● **WRITTEN TASK**
Render everything in the material below from the line containing "Final verification step: confirm the presence of woman's hand" down to the line containing "[305,80,393,234]", both included, as a Markdown table with the columns Row and Line, leaving out blank lines.
====== STORED ROWS ======
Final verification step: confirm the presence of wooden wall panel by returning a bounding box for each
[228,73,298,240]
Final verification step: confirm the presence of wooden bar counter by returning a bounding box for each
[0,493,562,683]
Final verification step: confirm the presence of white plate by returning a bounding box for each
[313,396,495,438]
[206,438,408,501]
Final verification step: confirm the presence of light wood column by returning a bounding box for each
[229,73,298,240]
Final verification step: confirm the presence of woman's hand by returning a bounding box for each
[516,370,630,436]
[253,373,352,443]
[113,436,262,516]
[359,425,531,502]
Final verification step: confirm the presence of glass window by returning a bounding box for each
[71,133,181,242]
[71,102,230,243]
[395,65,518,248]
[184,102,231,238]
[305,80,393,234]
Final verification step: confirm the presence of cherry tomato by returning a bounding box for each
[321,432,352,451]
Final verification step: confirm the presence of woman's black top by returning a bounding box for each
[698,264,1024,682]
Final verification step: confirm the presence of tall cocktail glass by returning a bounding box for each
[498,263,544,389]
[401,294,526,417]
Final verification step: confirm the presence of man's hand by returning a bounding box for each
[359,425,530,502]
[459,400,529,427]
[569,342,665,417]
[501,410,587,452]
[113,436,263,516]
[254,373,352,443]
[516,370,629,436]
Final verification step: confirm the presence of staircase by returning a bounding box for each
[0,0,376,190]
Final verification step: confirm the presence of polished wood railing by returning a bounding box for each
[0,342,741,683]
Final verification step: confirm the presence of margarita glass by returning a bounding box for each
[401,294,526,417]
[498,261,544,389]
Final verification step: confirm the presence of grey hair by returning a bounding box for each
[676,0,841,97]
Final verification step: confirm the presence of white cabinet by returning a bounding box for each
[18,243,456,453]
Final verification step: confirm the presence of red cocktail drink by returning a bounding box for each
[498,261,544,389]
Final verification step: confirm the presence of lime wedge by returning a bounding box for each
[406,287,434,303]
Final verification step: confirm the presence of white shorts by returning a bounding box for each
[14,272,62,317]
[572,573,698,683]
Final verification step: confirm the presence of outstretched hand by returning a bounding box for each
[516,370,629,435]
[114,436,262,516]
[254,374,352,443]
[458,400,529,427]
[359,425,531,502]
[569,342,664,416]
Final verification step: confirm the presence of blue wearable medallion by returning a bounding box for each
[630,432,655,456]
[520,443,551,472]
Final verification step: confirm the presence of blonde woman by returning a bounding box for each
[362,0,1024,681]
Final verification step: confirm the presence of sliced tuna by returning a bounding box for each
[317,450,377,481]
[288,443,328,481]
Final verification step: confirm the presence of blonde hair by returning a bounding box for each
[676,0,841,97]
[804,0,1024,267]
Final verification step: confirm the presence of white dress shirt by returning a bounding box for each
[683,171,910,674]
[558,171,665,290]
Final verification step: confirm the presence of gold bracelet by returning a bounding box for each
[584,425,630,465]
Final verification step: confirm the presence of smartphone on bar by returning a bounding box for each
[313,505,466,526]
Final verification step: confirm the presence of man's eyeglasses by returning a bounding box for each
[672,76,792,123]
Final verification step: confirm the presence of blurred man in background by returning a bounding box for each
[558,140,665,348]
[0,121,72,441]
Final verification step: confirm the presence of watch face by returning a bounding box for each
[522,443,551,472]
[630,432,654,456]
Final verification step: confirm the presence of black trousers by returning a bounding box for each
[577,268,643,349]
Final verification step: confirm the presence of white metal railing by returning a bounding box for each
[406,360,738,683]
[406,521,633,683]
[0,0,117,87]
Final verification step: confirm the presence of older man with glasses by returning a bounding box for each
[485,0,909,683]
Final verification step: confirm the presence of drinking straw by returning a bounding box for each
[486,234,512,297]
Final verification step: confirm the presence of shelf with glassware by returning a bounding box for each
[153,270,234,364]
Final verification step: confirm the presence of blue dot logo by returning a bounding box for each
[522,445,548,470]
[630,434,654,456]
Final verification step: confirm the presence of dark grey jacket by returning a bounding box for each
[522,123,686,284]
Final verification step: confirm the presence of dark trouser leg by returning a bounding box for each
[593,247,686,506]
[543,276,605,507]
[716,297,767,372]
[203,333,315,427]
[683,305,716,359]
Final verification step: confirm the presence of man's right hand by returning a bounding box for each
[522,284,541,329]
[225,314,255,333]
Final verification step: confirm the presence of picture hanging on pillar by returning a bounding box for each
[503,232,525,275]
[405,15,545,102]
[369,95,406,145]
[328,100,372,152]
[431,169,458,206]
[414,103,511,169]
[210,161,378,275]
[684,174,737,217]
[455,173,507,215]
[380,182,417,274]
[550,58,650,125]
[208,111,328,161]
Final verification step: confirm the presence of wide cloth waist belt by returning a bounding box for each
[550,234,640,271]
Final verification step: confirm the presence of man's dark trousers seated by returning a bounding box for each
======
====== STORED ROWS ======
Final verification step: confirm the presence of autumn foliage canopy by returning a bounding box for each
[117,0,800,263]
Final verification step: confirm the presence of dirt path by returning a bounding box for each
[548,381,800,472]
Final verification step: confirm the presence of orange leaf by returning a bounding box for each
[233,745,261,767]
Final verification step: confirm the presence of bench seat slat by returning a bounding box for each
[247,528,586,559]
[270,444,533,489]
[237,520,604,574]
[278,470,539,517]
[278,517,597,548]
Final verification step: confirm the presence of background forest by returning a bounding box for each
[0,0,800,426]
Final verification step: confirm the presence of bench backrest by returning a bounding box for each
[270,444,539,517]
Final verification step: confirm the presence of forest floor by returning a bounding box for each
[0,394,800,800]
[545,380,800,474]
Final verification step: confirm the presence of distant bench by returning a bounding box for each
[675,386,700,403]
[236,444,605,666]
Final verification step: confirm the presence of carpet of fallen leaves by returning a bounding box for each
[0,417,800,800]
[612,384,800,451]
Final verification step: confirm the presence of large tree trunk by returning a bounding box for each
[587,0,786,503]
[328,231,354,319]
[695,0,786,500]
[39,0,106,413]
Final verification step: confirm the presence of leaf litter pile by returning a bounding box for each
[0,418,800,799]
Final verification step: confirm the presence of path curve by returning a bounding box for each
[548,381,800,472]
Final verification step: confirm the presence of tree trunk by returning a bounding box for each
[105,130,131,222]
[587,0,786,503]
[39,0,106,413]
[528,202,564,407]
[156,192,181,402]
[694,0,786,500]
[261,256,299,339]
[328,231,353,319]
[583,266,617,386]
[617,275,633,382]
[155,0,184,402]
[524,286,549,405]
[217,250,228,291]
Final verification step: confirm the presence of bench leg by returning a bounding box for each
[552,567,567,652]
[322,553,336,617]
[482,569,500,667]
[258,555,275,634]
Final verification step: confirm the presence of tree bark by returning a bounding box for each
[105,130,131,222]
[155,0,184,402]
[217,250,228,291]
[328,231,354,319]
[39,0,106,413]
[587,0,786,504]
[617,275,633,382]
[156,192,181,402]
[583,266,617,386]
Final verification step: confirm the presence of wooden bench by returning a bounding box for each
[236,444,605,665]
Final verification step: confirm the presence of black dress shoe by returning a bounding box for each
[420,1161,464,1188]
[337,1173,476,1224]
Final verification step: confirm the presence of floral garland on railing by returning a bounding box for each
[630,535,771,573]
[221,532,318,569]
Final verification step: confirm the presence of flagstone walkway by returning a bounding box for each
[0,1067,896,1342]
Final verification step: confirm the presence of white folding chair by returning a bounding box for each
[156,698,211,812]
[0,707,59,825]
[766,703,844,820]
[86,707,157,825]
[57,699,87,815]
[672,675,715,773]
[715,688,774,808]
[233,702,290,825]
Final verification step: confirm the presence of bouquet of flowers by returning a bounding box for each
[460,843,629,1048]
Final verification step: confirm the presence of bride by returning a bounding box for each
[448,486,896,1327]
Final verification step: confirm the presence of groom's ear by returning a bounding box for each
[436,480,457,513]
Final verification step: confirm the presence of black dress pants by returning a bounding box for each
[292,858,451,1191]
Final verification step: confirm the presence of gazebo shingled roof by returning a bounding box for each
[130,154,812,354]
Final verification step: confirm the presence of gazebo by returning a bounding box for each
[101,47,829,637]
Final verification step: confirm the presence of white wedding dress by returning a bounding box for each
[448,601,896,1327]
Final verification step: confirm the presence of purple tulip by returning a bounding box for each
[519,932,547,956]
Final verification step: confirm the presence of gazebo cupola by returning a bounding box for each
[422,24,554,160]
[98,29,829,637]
======
====== STORED ROWS ======
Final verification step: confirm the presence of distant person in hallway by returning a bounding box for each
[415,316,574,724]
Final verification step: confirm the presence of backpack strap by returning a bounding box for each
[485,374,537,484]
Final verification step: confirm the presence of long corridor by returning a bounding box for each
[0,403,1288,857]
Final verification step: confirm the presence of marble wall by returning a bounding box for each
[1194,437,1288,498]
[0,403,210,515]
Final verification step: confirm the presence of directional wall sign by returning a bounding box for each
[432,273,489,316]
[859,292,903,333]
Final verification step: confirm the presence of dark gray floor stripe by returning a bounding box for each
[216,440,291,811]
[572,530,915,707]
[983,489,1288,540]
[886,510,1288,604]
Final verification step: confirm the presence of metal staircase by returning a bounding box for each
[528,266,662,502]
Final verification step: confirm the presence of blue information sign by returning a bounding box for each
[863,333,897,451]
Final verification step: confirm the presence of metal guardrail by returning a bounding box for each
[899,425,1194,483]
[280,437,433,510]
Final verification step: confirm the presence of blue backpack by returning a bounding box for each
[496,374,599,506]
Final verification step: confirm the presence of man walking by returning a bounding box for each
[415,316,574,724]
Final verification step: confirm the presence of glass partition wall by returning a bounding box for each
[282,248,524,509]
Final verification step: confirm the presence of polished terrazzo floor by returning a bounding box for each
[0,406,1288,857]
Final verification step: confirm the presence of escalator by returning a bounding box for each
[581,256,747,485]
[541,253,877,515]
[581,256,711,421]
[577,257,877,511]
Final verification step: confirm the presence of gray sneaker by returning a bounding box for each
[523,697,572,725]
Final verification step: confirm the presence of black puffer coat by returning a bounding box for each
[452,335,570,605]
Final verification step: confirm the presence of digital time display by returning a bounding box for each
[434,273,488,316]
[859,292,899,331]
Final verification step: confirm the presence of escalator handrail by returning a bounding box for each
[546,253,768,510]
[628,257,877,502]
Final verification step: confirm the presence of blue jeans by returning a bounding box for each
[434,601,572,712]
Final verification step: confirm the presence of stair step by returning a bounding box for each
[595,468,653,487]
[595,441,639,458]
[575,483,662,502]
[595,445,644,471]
======
● **WRITTEN RESPONSE**
| Row | Line |
|---|---|
| 1 | Final verification step: confirm the presence of woman's hand by returning a bounding box for each |
| 2 | [516,370,630,436] |
| 3 | [253,373,352,443] |
| 4 | [113,436,262,516] |
| 5 | [359,425,531,502] |
| 6 | Final verification step: confirm the presence of glass window by returning a bounding box for each |
| 7 | [71,133,181,242] |
| 8 | [71,102,230,243] |
| 9 | [395,65,518,248] |
| 10 | [184,102,231,238] |
| 11 | [305,80,393,234] |